---------- Provided data ----------
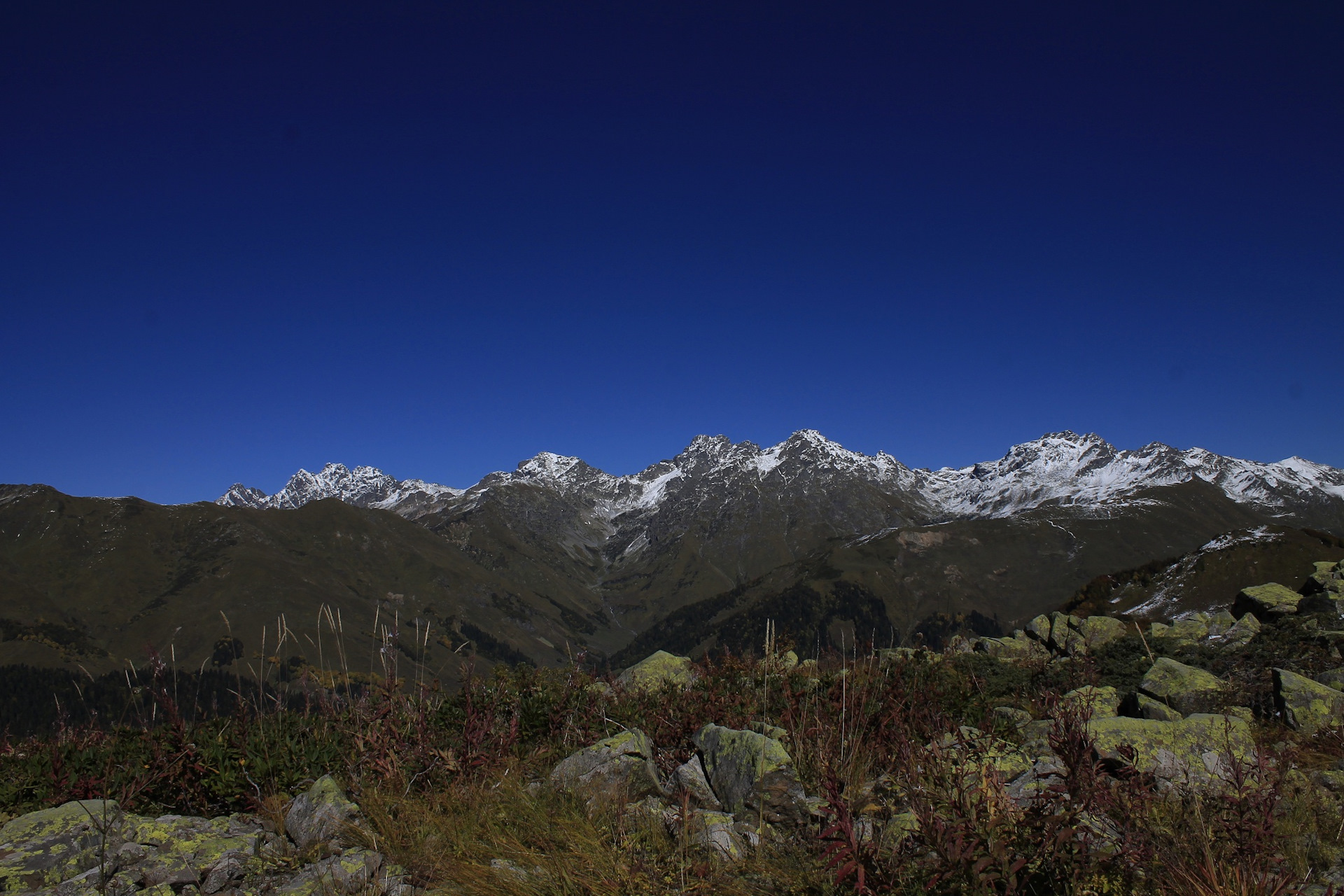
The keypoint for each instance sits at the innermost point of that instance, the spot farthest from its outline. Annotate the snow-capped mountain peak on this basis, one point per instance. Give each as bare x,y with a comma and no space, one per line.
1059,468
362,486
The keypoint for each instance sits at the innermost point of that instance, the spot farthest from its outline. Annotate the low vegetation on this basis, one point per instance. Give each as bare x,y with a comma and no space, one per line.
914,763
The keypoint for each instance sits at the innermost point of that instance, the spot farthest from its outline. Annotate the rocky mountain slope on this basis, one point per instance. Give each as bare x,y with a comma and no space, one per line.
558,556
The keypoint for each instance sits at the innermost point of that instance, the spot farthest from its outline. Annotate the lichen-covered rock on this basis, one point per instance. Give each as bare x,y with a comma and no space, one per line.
1183,688
714,830
768,729
1018,647
1040,629
690,777
1043,777
617,769
92,848
659,669
1149,708
1266,601
1100,703
1195,750
1241,633
1307,706
750,771
45,848
320,816
1063,634
1012,716
351,872
1098,630
1221,622
1332,679
1189,630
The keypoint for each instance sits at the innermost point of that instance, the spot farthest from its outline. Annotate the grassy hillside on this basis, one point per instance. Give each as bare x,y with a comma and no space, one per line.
97,582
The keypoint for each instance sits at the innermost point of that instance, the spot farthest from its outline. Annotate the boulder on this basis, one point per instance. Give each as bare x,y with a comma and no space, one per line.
1012,716
1326,578
45,848
1018,647
1221,622
1063,634
1040,629
616,769
1195,750
1098,630
1332,679
1100,701
1241,633
752,771
320,816
690,777
768,729
1189,630
1183,688
1149,708
713,830
1307,706
1044,776
659,669
1266,601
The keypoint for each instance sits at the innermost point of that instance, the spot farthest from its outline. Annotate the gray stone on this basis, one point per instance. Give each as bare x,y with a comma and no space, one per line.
1040,629
616,769
1046,776
1266,601
1098,701
1307,706
1189,630
1221,622
1332,679
750,771
320,816
1191,751
1183,688
1012,716
1149,708
691,778
714,830
1063,634
659,669
1241,633
1098,630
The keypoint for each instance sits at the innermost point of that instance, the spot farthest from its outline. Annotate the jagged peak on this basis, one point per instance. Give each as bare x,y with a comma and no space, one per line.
547,464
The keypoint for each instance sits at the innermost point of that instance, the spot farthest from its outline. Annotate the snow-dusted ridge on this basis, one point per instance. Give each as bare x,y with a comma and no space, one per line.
362,486
1059,468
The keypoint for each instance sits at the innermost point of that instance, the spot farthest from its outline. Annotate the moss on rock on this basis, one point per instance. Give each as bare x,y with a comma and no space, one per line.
1307,706
656,671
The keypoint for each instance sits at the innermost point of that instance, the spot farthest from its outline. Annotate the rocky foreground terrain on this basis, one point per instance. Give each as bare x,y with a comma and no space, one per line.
1079,754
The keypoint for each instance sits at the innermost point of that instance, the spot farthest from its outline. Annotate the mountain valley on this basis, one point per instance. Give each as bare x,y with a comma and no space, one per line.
558,558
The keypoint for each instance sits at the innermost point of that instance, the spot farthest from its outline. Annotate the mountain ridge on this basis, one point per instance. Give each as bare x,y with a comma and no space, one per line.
1063,468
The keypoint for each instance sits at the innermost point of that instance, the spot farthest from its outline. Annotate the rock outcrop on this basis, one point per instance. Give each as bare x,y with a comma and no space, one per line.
616,769
1183,688
752,771
1307,706
1193,751
92,846
659,669
1266,601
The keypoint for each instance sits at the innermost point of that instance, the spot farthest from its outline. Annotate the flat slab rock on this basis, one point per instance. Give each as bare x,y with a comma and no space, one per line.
93,846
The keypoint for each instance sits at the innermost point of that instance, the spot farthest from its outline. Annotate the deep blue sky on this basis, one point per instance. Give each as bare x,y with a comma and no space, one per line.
438,238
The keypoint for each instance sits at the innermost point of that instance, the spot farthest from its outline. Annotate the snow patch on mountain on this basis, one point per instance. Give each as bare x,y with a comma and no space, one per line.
362,486
1060,469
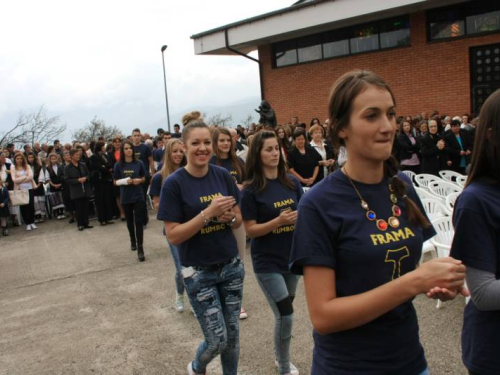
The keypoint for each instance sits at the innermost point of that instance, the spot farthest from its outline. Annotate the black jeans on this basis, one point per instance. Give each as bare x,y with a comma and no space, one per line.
104,199
82,211
134,212
28,210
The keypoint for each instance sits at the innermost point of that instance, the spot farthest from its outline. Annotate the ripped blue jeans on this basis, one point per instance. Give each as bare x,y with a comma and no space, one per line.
215,294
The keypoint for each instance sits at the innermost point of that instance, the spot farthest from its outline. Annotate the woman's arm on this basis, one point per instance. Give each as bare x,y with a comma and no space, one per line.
181,232
330,313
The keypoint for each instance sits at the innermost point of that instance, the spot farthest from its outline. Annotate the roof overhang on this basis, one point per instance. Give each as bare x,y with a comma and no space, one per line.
303,19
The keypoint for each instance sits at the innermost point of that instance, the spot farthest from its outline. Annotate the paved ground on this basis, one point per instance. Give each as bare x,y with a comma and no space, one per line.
80,303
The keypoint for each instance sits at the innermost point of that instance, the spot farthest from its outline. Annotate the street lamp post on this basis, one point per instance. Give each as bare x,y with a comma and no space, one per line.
163,48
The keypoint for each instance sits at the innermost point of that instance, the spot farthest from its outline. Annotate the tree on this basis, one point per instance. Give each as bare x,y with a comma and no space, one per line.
247,121
220,120
95,129
33,127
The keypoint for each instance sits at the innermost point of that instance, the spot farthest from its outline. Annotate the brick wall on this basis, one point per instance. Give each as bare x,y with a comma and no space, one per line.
424,77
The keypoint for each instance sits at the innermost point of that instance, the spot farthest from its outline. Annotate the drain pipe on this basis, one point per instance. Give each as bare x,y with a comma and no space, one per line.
248,57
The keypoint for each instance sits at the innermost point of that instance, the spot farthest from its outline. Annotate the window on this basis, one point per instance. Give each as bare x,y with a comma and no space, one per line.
309,48
469,18
335,43
390,33
395,34
285,53
365,39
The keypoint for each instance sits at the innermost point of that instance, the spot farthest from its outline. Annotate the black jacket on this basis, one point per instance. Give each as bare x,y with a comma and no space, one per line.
71,175
433,159
453,148
406,148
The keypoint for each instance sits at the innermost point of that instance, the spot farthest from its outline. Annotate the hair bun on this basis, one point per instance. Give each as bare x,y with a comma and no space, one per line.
190,116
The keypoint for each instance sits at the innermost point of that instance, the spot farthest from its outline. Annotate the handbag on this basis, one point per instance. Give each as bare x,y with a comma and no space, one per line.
19,197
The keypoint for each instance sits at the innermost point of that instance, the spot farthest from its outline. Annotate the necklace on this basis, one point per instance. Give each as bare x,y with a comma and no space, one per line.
382,225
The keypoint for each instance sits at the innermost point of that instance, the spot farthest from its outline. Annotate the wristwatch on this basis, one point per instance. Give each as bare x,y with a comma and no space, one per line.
232,222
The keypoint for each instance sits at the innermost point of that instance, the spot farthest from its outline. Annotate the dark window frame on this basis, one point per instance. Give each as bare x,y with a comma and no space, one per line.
346,33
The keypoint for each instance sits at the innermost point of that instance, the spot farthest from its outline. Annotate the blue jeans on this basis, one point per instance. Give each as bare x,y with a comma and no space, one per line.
279,290
179,282
215,294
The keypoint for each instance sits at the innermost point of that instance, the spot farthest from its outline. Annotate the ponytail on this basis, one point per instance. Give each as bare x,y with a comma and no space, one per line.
415,215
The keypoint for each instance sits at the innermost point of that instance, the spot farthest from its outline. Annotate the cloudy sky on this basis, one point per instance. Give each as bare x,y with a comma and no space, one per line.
102,58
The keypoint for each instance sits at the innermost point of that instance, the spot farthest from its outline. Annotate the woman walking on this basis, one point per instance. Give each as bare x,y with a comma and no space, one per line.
129,174
22,176
477,243
102,180
358,241
173,159
199,205
269,207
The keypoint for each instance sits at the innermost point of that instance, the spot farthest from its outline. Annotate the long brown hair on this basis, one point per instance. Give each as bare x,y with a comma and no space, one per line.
254,169
168,164
235,161
486,152
342,96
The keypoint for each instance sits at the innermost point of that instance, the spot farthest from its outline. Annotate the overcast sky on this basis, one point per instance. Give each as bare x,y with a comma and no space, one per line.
102,58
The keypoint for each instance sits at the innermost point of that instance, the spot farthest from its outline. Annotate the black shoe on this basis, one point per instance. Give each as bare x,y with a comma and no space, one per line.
140,254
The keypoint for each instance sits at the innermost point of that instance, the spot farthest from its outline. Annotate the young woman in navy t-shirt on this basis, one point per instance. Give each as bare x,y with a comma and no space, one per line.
477,243
173,159
199,205
358,241
225,156
131,195
269,207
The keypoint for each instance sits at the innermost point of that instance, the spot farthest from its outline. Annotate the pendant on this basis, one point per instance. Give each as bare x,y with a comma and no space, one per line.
396,211
394,222
381,224
370,215
364,205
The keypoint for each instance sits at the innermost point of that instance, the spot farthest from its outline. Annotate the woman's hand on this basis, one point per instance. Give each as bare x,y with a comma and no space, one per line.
287,217
444,273
219,206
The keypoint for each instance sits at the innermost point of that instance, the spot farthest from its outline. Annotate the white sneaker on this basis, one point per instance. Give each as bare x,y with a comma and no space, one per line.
293,369
191,371
179,302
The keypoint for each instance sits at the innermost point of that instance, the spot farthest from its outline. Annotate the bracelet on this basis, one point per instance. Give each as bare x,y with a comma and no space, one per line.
205,220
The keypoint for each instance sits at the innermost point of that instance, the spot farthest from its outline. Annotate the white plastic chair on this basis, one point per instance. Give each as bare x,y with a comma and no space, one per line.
424,179
442,189
411,175
450,203
460,181
449,175
443,239
423,194
434,208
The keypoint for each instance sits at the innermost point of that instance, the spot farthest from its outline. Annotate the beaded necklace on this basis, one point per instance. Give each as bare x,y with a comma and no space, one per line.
382,225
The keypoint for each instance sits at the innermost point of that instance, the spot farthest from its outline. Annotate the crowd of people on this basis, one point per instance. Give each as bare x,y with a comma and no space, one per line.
356,237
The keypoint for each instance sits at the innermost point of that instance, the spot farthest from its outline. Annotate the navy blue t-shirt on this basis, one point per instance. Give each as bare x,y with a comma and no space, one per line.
129,193
476,218
332,231
155,187
143,153
228,166
183,197
271,252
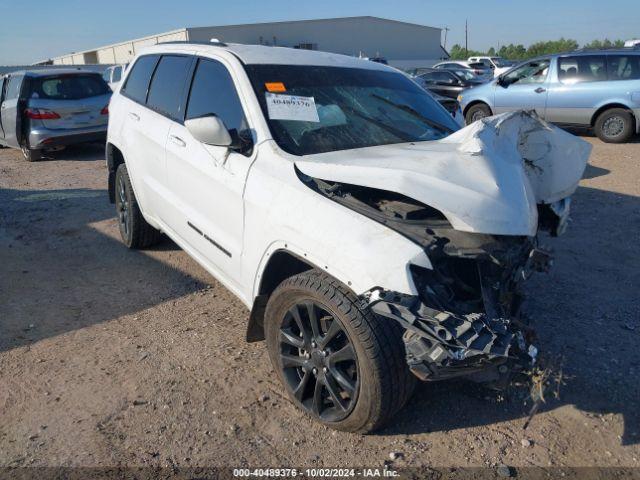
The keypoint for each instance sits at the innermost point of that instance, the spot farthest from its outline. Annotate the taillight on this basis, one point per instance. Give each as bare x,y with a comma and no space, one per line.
41,114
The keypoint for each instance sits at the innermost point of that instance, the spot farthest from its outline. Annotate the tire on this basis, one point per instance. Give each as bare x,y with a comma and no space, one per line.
378,375
134,229
476,112
31,155
614,125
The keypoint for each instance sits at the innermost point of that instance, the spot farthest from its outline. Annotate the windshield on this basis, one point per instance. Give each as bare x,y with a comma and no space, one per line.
69,87
500,62
465,74
313,109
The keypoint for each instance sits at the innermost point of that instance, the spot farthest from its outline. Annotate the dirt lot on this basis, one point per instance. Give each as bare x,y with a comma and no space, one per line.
116,357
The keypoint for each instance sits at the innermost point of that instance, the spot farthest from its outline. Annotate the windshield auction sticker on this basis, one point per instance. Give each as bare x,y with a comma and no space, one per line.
291,107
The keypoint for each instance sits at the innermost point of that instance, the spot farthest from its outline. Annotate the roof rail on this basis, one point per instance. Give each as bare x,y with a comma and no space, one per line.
608,49
214,42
----------
== Requirement ==
Please reproduce, word for word, every line from the line with "the windshield on" to the final line above, including both ends.

== Task result ==
The keypoint for each instance sits at the innermost point of that instance, the spot farthest from its outline. Annotate the windshield on this basis, one point per instance. Give each as bare x,y with a comma and no space, one per line.
69,87
500,62
465,74
313,109
The keypoint for each instance sits at the innermost point of that instance, the spot farthest from its outline. Annotate the dirt lot on this basis, one point per instance. Give each as bare x,y with a comma and no space, one per line.
116,357
The keypoint for each instance sits at the innermost point of that instance, the spot farthest from its outline. Annotate the windshield auction sticker on this basis, one point per instance. Give each as bare x,y with a comma and no space, one per line.
291,107
The keypoint for each instance sits at the innermost point of that instance, the spot farthest from its outline. Annotate the roof rail on this basis, one point per instance. Give each as bare x,y with a comma and no space, one per line.
608,49
214,42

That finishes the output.